** CONSIGNE **
Restituez à l'identique le passage de l'extrait sur Pétain qui commence aux mots « Zemmour et Pétain » et s'arrête après « aujourd'hui une réhabilitation. ».

Zemmour et Pétain : ridicule tentative de réhabilitation de l'extrème-droite française

En marge de la polémique sur le livre de E. Zemmour "Le suicide français" revient ce vieux relent d'anti-communisme et cette accusation ignomineuse :
"Les communistes furent les premiers collaborateurs et même les traîtres puisqu’ils refusèrent de combattre contre les Allemands en 39/40". 
Nous sommes ici au coeur du révisionnisme politique. On comprend que cette révision tienne à coeur à toute l'extrème-droite en quête de respectabilité et qui propose aujourd'hui une réhabilitation.
Cependant avec le recul et la documentation nous vérifions chaque jour que le premier collaborateur toutes catégories confondues c’est M. Pétain lui-même. Déjà durant la première guerre mondiale ce sinistre personnage était considéré comme défaitiste par Clémenceau, Joffre et Foch (excusez du peu). Et dès les années 20 il se rapproche des milieux d’extrème-droite en France. "Il reste influent dans le monde militaire et politique, est actif dans le mouvement antiparlementaire le Redressement français qui souhaite un exécutif fort" [1]
En 34 il est nommé ministre de la Guerre en France, magistrature durant laquelle il s’ingéniera à suspendre les travaux de la ligne Maginot notamment la section couvrant les Ardennes. Offrant dès lors aux hordes germaniques une porte ouverte, une solution peu couteuse d’invasion du territoire national. "Pétain arrête les travaux de la ligne Maginot, pensant que les Ardennes sont une barrière naturelle infranchissable par les Allemands, et estime qu’il est inutile d’équiper la France en chars d’assaut". Nommé ambassadeur en Espagne en 39 il entretient des relations fructueuses avec Franco et facilite - ce que les autorités de la Banque de France ont toujours refusé aux républicains - à savoir le rapatriement de l’or de la République espagnole au profit des anti-républicains et putschistes. En 39 Pétain refuse la proposition du président Daladier "d’entrer au gouvernement, et il se tient prudemment à l’écart des sollicitations officielles". "Pétain ne fait nullement mystère de son hostilité personnelle à la guerre contre Hitler" et "il est manifeste qu’il a, depuis le début, son rôle dans les calculs de Laval et de certains membres du complot de la paix".

** DONNÉES **
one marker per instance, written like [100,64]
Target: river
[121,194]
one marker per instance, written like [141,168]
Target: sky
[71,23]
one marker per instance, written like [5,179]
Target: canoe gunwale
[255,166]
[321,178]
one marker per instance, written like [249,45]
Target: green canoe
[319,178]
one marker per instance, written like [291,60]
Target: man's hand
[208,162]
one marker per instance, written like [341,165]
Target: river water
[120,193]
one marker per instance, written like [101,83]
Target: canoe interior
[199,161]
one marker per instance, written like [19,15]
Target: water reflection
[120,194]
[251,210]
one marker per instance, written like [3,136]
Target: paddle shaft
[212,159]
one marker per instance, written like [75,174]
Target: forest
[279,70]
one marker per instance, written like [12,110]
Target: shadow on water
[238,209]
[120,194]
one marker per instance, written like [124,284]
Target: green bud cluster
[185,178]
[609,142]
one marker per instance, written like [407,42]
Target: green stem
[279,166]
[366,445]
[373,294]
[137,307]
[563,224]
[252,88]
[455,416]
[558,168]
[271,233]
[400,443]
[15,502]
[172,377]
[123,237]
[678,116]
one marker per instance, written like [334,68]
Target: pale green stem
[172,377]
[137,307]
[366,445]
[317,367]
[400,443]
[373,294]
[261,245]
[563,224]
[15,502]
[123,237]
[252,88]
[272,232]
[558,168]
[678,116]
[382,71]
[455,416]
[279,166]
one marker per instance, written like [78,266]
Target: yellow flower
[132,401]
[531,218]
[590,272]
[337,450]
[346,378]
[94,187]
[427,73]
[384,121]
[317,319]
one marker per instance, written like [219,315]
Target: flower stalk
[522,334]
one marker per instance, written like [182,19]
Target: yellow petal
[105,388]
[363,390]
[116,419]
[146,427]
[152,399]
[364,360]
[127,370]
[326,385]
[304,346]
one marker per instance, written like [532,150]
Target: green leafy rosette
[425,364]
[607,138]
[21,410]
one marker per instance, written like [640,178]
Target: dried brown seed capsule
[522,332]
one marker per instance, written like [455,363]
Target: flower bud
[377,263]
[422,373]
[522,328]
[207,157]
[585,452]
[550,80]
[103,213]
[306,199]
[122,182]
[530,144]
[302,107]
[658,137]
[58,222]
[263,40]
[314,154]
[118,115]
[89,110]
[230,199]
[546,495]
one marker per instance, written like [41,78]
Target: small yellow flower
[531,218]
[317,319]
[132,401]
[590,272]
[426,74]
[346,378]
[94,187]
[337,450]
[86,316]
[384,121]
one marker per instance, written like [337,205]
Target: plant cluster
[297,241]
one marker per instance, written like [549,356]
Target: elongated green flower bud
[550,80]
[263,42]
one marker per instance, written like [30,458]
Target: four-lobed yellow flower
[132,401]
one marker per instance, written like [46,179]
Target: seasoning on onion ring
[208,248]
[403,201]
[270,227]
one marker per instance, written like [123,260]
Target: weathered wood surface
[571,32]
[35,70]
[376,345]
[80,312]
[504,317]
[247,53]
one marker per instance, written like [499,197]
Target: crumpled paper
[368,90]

** RÉPONSE FINALE **
Zemmour et Pétain : ridicule tentative de réhabilitation de l'extrème-droite française

En marge de la polémique sur le livre de E. Zemmour "Le suicide français" revient ce vieux relent d'anti-communisme et cette accusation ignomineuse :
"Les communistes furent les premiers collaborateurs et même les traîtres puisqu’ils refusèrent de combattre contre les Allemands en 39/40". 
Nous sommes ici au coeur du révisionnisme politique. On comprend que cette révision tienne à coeur à toute l'extrème-droite en quête de respectabilité et qui propose aujourd'hui une réhabilitation.